THE PROBLEM
In two sentences, summarize the text below about the design and construction of Willow Dale.

DOCUMENT EXCERPT
Bradley Palmer chose Charles K. Cummings, a Boston architect with the firm Andrews, Jaques & Rantoul, to design his summer retreat. Cummings also designed the nearby Cummings Estate for his sister Margaret Cummings. The company hired for the stonework was Connolly Brothers of nearby Beverly, a company still in existence today. For the interior woodwork, Herbert W. Porter of Wenham was chosen. Cummings conceived Willow Dale (as it was originally called) as a single U-shaped building that included domestic, equestrian, and agricultural functions. In an article for Architectural Review in 1904, Cummings describes the layout of the building as a rather unusual arrangement, the master’s house, the quarters for a farmer or caretaker, and the stable, all being joined together under one roof. This was done with a view to economy of construction and management; and especially during the winter months this grouping together of quarters, which more often appear as separate buildings, has been found convenient and agreeable The north wing of the house was used for domestic functions, with a dining room, guest rooms, a study, and Palmer's master suite above the entrance so that he could look out at the Ipswich River. The southern wing held the carriage house and stable. The exterior of the mansion is made from fieldstone from the surrounding farms with a red-slate roof. For the interior, Cummings used primarily cherry and oak, finished with wax so that the interior maintained a natural look. Construction of the mansion concluded in December 1902, having begun earlier that year. The interior decoration would take a number of years to complete, however, though it was functionally done by 1904, as shown by the pictures Cummings provides in his article.

INPUT DATA
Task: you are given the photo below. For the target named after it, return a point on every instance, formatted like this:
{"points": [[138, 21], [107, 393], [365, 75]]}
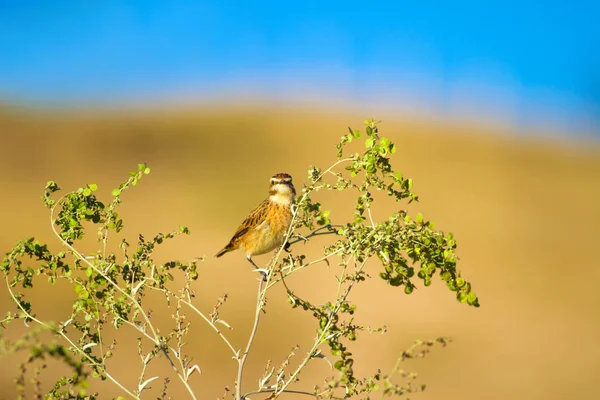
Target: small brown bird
{"points": [[266, 226]]}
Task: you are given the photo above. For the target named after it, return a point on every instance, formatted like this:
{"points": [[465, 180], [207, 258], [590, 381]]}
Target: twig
{"points": [[157, 338], [73, 345], [242, 360], [288, 391]]}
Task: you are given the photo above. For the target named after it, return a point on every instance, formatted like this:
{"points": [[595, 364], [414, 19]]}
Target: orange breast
{"points": [[269, 235]]}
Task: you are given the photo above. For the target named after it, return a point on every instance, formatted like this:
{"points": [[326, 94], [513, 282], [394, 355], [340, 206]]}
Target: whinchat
{"points": [[266, 227]]}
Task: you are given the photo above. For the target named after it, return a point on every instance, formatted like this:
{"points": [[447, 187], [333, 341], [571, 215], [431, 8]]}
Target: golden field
{"points": [[525, 212]]}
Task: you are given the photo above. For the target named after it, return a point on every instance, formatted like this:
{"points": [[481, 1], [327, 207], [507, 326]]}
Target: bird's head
{"points": [[281, 189]]}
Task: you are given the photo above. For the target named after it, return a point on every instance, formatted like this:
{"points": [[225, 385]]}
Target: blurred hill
{"points": [[525, 211]]}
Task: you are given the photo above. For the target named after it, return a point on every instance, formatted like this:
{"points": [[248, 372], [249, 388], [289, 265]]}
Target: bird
{"points": [[265, 228]]}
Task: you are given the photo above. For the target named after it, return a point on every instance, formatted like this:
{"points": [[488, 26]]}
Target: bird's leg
{"points": [[263, 272]]}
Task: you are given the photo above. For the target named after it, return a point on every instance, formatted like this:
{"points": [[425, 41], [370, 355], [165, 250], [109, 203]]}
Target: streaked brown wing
{"points": [[256, 217]]}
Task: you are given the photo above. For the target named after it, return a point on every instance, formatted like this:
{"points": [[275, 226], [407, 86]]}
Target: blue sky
{"points": [[524, 61]]}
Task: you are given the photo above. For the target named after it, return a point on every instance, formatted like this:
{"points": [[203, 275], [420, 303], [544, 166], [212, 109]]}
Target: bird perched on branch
{"points": [[265, 228]]}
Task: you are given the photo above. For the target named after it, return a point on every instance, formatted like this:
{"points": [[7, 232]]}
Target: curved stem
{"points": [[242, 360], [157, 338], [73, 345], [288, 391]]}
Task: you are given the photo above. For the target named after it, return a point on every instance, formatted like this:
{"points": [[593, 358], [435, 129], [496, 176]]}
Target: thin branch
{"points": [[157, 338], [73, 345], [316, 232], [242, 360], [288, 391]]}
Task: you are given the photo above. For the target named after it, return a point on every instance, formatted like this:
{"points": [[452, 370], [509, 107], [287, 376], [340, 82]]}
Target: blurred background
{"points": [[494, 109]]}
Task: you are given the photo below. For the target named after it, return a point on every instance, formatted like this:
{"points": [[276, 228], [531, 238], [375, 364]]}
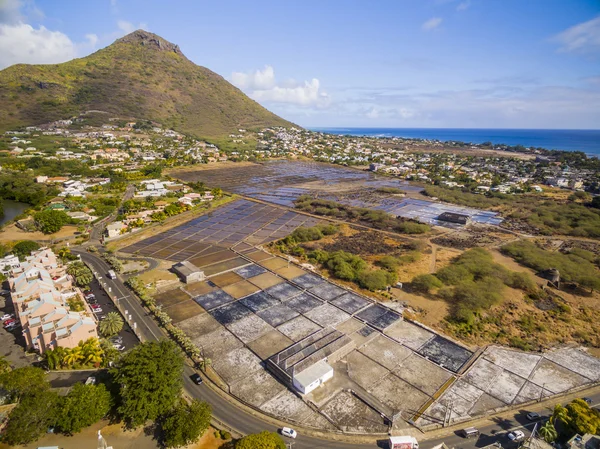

REPLY TO THE TASK
Bradley Palmer chose Boston architect Charles K. Cummings to design his summer retreat, Willow Dale, which Cummings conceived as a single U-shaped building joining the master's house, a farmer or caretaker's quarters, and the stable under one roof for economy of construction and management. The fieldstone mansion with a red-slate roof and wax-finished cherry and oak interior was built in 1902, and its interior was functionally done by 1904, though decoration took a number of years to complete.